[start RECORDS PROVIDED]

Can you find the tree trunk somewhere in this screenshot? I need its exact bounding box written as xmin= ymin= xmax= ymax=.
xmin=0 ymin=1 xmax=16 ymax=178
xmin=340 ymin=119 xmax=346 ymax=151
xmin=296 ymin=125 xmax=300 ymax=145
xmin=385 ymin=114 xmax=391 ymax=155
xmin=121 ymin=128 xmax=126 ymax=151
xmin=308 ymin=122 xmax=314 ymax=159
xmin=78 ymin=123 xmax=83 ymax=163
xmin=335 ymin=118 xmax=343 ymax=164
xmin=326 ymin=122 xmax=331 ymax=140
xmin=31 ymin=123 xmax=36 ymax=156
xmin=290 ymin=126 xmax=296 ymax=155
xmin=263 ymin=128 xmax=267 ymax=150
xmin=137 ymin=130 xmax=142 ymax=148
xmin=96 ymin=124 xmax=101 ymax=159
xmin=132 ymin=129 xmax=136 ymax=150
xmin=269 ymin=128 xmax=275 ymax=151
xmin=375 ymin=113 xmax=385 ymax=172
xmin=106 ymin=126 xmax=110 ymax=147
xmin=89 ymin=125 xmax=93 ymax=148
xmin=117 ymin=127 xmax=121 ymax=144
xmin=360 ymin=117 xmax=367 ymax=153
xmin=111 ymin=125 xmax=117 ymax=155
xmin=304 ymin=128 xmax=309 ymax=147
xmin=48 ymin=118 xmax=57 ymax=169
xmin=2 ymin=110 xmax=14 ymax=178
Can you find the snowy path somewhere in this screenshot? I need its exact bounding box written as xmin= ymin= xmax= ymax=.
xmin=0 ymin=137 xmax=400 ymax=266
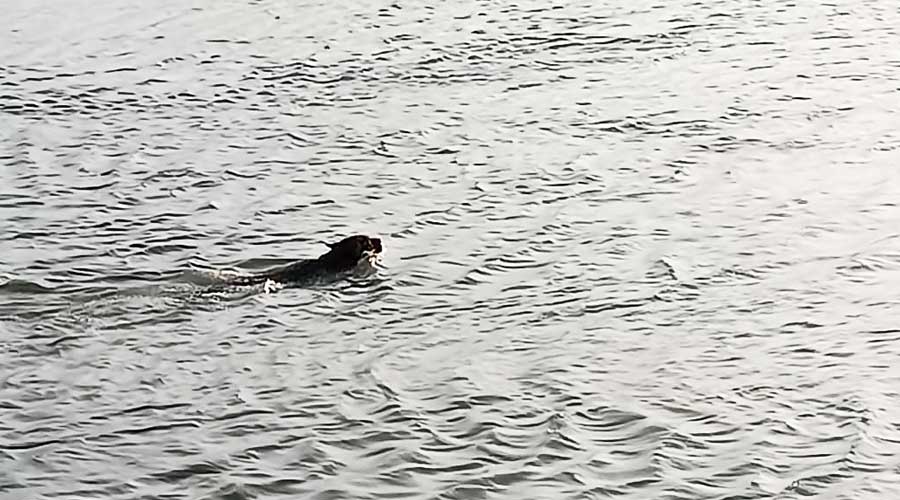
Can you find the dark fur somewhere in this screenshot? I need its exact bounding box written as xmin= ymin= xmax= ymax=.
xmin=231 ymin=235 xmax=381 ymax=285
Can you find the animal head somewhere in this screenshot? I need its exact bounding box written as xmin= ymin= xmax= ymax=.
xmin=320 ymin=234 xmax=381 ymax=271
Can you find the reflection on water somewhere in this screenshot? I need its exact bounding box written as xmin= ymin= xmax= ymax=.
xmin=0 ymin=0 xmax=900 ymax=499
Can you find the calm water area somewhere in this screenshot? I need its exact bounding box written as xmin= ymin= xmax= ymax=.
xmin=0 ymin=0 xmax=900 ymax=500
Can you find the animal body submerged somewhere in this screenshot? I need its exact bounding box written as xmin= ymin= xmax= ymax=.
xmin=229 ymin=235 xmax=382 ymax=285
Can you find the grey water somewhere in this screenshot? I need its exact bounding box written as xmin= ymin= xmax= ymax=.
xmin=0 ymin=0 xmax=900 ymax=500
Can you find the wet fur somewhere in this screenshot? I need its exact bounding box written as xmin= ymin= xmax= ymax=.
xmin=229 ymin=235 xmax=382 ymax=285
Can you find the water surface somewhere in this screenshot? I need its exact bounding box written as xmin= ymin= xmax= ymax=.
xmin=0 ymin=0 xmax=900 ymax=500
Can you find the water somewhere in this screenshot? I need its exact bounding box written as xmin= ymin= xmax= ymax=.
xmin=0 ymin=0 xmax=900 ymax=500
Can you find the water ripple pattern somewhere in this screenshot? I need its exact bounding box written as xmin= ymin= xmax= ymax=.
xmin=0 ymin=0 xmax=900 ymax=500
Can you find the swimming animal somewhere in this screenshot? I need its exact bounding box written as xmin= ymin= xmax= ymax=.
xmin=229 ymin=234 xmax=382 ymax=285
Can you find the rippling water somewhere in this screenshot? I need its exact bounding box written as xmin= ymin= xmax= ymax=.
xmin=0 ymin=0 xmax=900 ymax=500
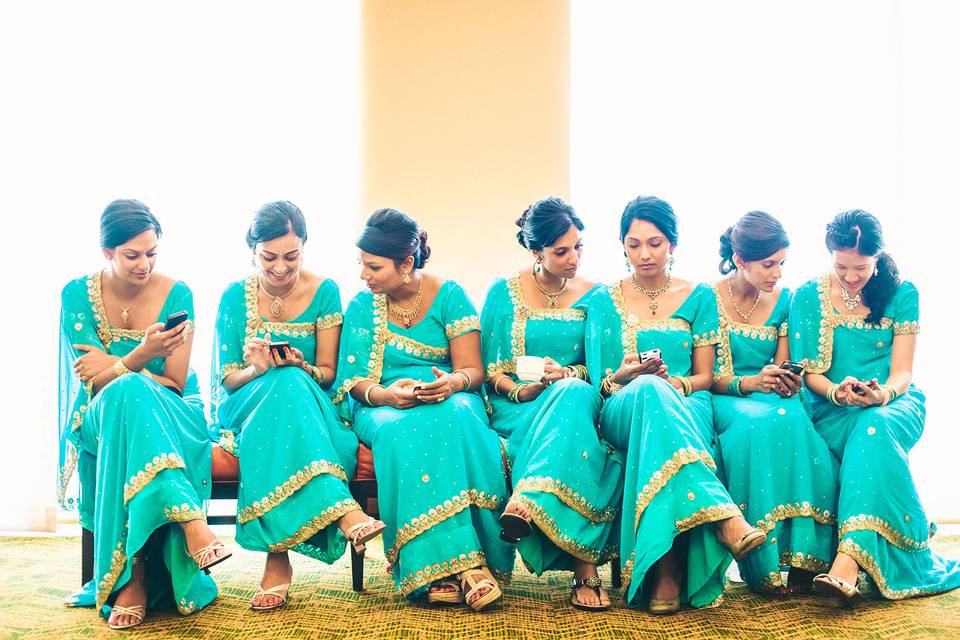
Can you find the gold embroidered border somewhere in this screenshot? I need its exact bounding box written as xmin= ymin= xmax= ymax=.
xmin=163 ymin=502 xmax=207 ymax=522
xmin=674 ymin=503 xmax=743 ymax=532
xmin=837 ymin=513 xmax=930 ymax=552
xmin=513 ymin=476 xmax=617 ymax=522
xmin=384 ymin=489 xmax=500 ymax=563
xmin=237 ymin=460 xmax=347 ymax=524
xmin=444 ymin=315 xmax=480 ymax=340
xmin=513 ymin=496 xmax=617 ymax=564
xmin=754 ymin=501 xmax=837 ymax=533
xmin=267 ymin=498 xmax=360 ymax=553
xmin=123 ymin=453 xmax=187 ymax=504
xmin=633 ymin=447 xmax=717 ymax=531
xmin=400 ymin=551 xmax=487 ymax=596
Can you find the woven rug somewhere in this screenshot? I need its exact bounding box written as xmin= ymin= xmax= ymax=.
xmin=0 ymin=536 xmax=960 ymax=640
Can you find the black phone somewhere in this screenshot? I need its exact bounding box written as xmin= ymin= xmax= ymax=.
xmin=780 ymin=360 xmax=803 ymax=376
xmin=163 ymin=311 xmax=189 ymax=331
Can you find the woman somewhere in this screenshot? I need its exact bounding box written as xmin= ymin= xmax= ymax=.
xmin=790 ymin=210 xmax=960 ymax=603
xmin=59 ymin=200 xmax=230 ymax=629
xmin=335 ymin=209 xmax=513 ymax=611
xmin=713 ymin=211 xmax=837 ymax=593
xmin=481 ymin=198 xmax=622 ymax=610
xmin=587 ymin=196 xmax=766 ymax=614
xmin=211 ymin=202 xmax=384 ymax=611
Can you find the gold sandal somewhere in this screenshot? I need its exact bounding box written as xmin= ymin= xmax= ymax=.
xmin=458 ymin=566 xmax=503 ymax=611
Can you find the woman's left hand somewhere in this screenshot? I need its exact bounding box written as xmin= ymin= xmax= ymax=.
xmin=413 ymin=367 xmax=459 ymax=404
xmin=73 ymin=344 xmax=120 ymax=382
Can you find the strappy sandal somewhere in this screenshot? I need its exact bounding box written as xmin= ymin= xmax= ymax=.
xmin=107 ymin=604 xmax=147 ymax=631
xmin=813 ymin=573 xmax=862 ymax=607
xmin=187 ymin=540 xmax=233 ymax=573
xmin=427 ymin=577 xmax=463 ymax=604
xmin=250 ymin=582 xmax=290 ymax=611
xmin=344 ymin=518 xmax=387 ymax=553
xmin=458 ymin=567 xmax=503 ymax=611
xmin=570 ymin=576 xmax=610 ymax=611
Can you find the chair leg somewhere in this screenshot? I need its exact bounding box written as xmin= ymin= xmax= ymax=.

[end RECORDS PROVIDED]

- WHAT TO DO:
Copy all of the material above word for word, leaving out the pictures.

- CORRECT ANSWER:
Can you find the tree trunk somewhere in this screenshot? I need its exact bounding box written as xmin= ymin= xmax= ymax=.
xmin=0 ymin=1 xmax=16 ymax=178
xmin=340 ymin=119 xmax=346 ymax=151
xmin=296 ymin=125 xmax=300 ymax=145
xmin=385 ymin=114 xmax=391 ymax=155
xmin=121 ymin=128 xmax=126 ymax=151
xmin=308 ymin=122 xmax=314 ymax=159
xmin=78 ymin=123 xmax=83 ymax=163
xmin=335 ymin=118 xmax=343 ymax=164
xmin=326 ymin=122 xmax=331 ymax=140
xmin=31 ymin=123 xmax=36 ymax=156
xmin=290 ymin=126 xmax=296 ymax=155
xmin=263 ymin=128 xmax=267 ymax=150
xmin=137 ymin=130 xmax=142 ymax=148
xmin=96 ymin=124 xmax=101 ymax=159
xmin=132 ymin=129 xmax=136 ymax=150
xmin=269 ymin=128 xmax=275 ymax=151
xmin=375 ymin=113 xmax=385 ymax=172
xmin=106 ymin=126 xmax=110 ymax=147
xmin=89 ymin=125 xmax=93 ymax=148
xmin=117 ymin=127 xmax=121 ymax=144
xmin=360 ymin=117 xmax=367 ymax=153
xmin=111 ymin=125 xmax=117 ymax=155
xmin=304 ymin=128 xmax=309 ymax=147
xmin=48 ymin=118 xmax=57 ymax=169
xmin=2 ymin=110 xmax=14 ymax=178
Can you find the snowy path somewhere in this screenshot? I need its exact bounding box written as xmin= ymin= xmax= ymax=.
xmin=0 ymin=137 xmax=400 ymax=266
Can you find the dark fur somewhere in this screenshot? I need its exact bounding box written as xmin= ymin= xmax= ymax=.
xmin=231 ymin=235 xmax=381 ymax=285
Can you find the animal head somewhere in this screenshot? I need its exact bounding box written as xmin= ymin= xmax= ymax=.
xmin=320 ymin=234 xmax=381 ymax=271
Can you find the reflection on water somewhere in this screenshot? I need its exact bounding box written as xmin= ymin= xmax= ymax=.
xmin=0 ymin=0 xmax=900 ymax=499
Can you find the calm water area somewhere in this screenshot? I need its exact bounding box written as xmin= ymin= xmax= ymax=.
xmin=0 ymin=0 xmax=900 ymax=500
Can you find the animal body submerged somewhere in this screenshot? I need its exact bounding box written as xmin= ymin= xmax= ymax=.
xmin=229 ymin=235 xmax=382 ymax=285
Can you find the grey water somewhere in this screenshot? I need its exact bounding box written as xmin= ymin= xmax= ymax=.
xmin=0 ymin=0 xmax=900 ymax=500
Can you find the wet fur somewhere in this screenshot? I need its exact bounding box written as xmin= ymin= xmax= ymax=.
xmin=229 ymin=235 xmax=382 ymax=285
Can you find the water surface somewhere in this screenshot? I need its exact bounding box written as xmin= ymin= xmax= ymax=.
xmin=0 ymin=0 xmax=900 ymax=500
Can you find the water somewhere in this screenshot? I need its exact bounding box written as xmin= ymin= xmax= ymax=.
xmin=0 ymin=0 xmax=900 ymax=500
Can you find the water ripple pattern somewhere in this screenshot? I need its exact bounding box written as xmin= ymin= xmax= ymax=.
xmin=0 ymin=0 xmax=900 ymax=500
Can you find the swimming animal somewhere in this screenshot? I need its exact bounding box written as xmin= ymin= xmax= ymax=.
xmin=229 ymin=234 xmax=382 ymax=285
Can you find the rippling water somewhere in this screenshot? I need its exact bounding box written as xmin= ymin= xmax= ymax=.
xmin=0 ymin=0 xmax=900 ymax=500
Can you find the gold embroidered border somewhere in this screenshot? I need its exact bounding box written as xmin= ymin= xmax= ymax=.
xmin=163 ymin=502 xmax=207 ymax=522
xmin=674 ymin=503 xmax=743 ymax=532
xmin=837 ymin=513 xmax=930 ymax=552
xmin=513 ymin=476 xmax=617 ymax=522
xmin=384 ymin=489 xmax=500 ymax=563
xmin=237 ymin=460 xmax=347 ymax=524
xmin=444 ymin=315 xmax=480 ymax=340
xmin=513 ymin=496 xmax=617 ymax=564
xmin=754 ymin=501 xmax=837 ymax=533
xmin=267 ymin=498 xmax=360 ymax=553
xmin=123 ymin=453 xmax=187 ymax=504
xmin=633 ymin=447 xmax=717 ymax=531
xmin=400 ymin=551 xmax=487 ymax=596
Can you find the woven rug somewhere in this screenshot? I need its exact bounding box written as xmin= ymin= xmax= ymax=.
xmin=0 ymin=536 xmax=960 ymax=640
Can you find the black phone somewhere in this screenshot? I need its exact bounding box written as xmin= ymin= xmax= ymax=.
xmin=780 ymin=360 xmax=803 ymax=376
xmin=163 ymin=311 xmax=189 ymax=331
Can you find the woman somewhere in this screenshot? I need its exact bounding box written as xmin= ymin= xmax= ymax=.
xmin=790 ymin=210 xmax=960 ymax=603
xmin=59 ymin=200 xmax=230 ymax=629
xmin=335 ymin=209 xmax=513 ymax=611
xmin=713 ymin=211 xmax=837 ymax=593
xmin=481 ymin=198 xmax=622 ymax=610
xmin=587 ymin=196 xmax=766 ymax=614
xmin=211 ymin=202 xmax=384 ymax=611
Can you find the gold sandal somewhere in this screenshot? I need its exact bounding box written as xmin= ymin= xmax= ymax=.
xmin=458 ymin=566 xmax=503 ymax=611
Can you find the woman's left hand somewhere in this screenshot? I need its exact bounding box written as xmin= ymin= xmax= ymax=.
xmin=413 ymin=367 xmax=459 ymax=404
xmin=73 ymin=344 xmax=120 ymax=382
Can you find the strappy sandal somewhere in this screenshot? I need its exact bounding box written as xmin= ymin= xmax= ymax=.
xmin=107 ymin=604 xmax=147 ymax=631
xmin=813 ymin=573 xmax=862 ymax=607
xmin=187 ymin=540 xmax=233 ymax=573
xmin=427 ymin=577 xmax=463 ymax=604
xmin=250 ymin=582 xmax=290 ymax=611
xmin=344 ymin=518 xmax=387 ymax=553
xmin=458 ymin=567 xmax=503 ymax=611
xmin=570 ymin=576 xmax=610 ymax=611
Can you find the chair leg somewhere in this screenshot? I need its exact bounding box written as xmin= ymin= xmax= ymax=.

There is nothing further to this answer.